● TEXT SEGMENT
____

# 211/411 - L2.62 Software Release Notes and Discussion



## leestoo (Mar 23, 2002)

I had to turn my 411 off today to move it and when I plugged it back in, I got L262.

Is there any info on any fixes on enhancedments?


----------



## saweetnesstrev (Oct 8, 2005)

Thanks to Scott Grezkowski at another forum 

Major Changes:

HD Local Downmapping support (local DMA only - currently only NY and LA available) and downmapping menu option in Local channels screen Improvement for timers for VCR setup Support for independent SD/HD aspect ratio control in the view banner (equivalent to 811) Low-level a/v driver support / changes to support MPEG4 channels / closed captioning

Improvements:

Remote low battery indicator in browse bannerMore updates for reset issues on boot-upImprove local channel identification in channel listImprove 129 authorization pop-up on initial boot-upNew inactivity screen saver graphicsImprove synchronization of video and audio when using timers


----------



## Jason Nipp (Jun 10, 2004)

I have notes on the way. Be interesting to see if I get the same list or not.

Saweetness, please edit your post and fully credit your source by inserting a link to the original post.

Thanks,
Jason


----------



## saweetnesstrev (Oct 8, 2005)

Jason Nipp just found this post again...

- I didn't wanna advertise another message board. So i gave the guys name instead, do you want the url still?

Thanks, Trev


----------



## Jason Nipp (Jun 10, 2004)

saweetnesstrev said:


> Jason Nipp just found this post again...
> 
> - I didn't wanna advertise another message board. So i gave the guys name instead, do you want the url still?
> 
> Thanks, Trev


Credit the source and the original post. Put up a link only to that post.


----------



## Jason Nipp (Jun 10, 2004)

____

● ENTRIES SHOWN
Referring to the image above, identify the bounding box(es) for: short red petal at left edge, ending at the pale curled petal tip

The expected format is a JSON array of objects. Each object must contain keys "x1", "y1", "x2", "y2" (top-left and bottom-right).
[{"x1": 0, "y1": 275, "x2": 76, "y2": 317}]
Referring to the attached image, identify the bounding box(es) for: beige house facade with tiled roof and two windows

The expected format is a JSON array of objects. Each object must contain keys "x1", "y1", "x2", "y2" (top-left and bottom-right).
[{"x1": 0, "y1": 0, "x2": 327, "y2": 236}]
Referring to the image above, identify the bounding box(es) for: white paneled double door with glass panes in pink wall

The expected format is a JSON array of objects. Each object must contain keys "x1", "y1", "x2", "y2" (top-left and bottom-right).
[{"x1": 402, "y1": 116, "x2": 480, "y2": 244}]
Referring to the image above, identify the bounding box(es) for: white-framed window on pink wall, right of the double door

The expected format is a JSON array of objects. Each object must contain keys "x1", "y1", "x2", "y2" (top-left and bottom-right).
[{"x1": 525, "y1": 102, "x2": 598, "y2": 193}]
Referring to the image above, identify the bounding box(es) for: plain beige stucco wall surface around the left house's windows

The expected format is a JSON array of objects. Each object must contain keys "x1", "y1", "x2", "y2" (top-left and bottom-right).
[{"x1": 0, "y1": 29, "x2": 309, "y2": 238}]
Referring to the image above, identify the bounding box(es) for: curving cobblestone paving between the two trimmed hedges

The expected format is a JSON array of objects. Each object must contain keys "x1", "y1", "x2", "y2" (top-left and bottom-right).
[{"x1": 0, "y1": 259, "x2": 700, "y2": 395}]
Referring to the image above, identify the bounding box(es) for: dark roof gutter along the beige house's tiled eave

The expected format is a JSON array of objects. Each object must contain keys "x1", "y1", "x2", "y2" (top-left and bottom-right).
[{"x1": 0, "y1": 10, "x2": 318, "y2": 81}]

____

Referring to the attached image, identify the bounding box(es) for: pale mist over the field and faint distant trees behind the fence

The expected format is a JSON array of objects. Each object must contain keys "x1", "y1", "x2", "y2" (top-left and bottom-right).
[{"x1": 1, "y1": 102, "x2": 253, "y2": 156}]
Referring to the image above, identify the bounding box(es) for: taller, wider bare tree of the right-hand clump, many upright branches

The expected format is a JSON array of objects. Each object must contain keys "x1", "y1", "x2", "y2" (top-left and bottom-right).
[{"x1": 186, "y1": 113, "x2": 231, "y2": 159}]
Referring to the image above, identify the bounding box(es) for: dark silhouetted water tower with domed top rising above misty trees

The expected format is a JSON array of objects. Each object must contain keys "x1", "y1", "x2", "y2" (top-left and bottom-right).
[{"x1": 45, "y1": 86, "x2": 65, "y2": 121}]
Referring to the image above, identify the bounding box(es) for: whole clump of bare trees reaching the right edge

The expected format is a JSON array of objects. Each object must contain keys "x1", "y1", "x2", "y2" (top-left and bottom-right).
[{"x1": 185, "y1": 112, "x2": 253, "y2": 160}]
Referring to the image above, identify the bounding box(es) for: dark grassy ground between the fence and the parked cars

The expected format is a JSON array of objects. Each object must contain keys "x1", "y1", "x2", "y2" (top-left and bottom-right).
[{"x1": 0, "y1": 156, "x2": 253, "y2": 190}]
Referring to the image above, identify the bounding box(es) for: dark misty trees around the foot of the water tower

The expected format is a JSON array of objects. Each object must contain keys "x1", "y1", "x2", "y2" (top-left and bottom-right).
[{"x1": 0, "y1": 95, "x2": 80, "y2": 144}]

____

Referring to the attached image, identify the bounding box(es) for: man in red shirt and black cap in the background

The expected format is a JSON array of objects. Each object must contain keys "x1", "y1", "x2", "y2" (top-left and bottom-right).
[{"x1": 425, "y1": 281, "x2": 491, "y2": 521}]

____

● WHAT IS BEING ASKED
Set down the forum thread about the 211/411 L2.62 software release word for word, from its title line to the final poster's name.

● RESULT BELOW
# 211/411 - L2.62 Software Release Notes and Discussion



## leestoo (Mar 23, 2002)

I had to turn my 411 off today to move it and when I plugged it back in, I got L262.

Is there any info on any fixes on enhancedments?


----------



## saweetnesstrev (Oct 8, 2005)

Thanks to Scott Grezkowski at another forum 

Major Changes:

HD Local Downmapping support (local DMA only - currently only NY and LA available) and downmapping menu option in Local channels screen Improvement for timers for VCR setup Support for independent SD/HD aspect ratio control in the view banner (equivalent to 811) Low-level a/v driver support / changes to support MPEG4 channels / closed captioning

Improvements:

Remote low battery indicator in browse bannerMore updates for reset issues on boot-upImprove local channel identification in channel listImprove 129 authorization pop-up on initial boot-upNew inactivity screen saver graphicsImprove synchronization of video and audio when using timers


----------



## Jason Nipp (Jun 10, 2004)

I have notes on the way. Be interesting to see if I get the same list or not.

Saweetness, please edit your post and fully credit your source by inserting a link to the original post.

Thanks,
Jason


----------



## saweetnesstrev (Oct 8, 2005)

Jason Nipp just found this post again...

- I didn't wanna advertise another message board. So i gave the guys name instead, do you want the url still?

Thanks, Trev


----------



## Jason Nipp (Jun 10, 2004)

saweetnesstrev said:


> Jason Nipp just found this post again...
> 
> - I didn't wanna advertise another message board. So i gave the guys name instead, do you want the url still?
> 
> Thanks, Trev


Credit the source and the original post. Put up a link only to that post.


----------



## Jason Nipp (Jun 10, 2004)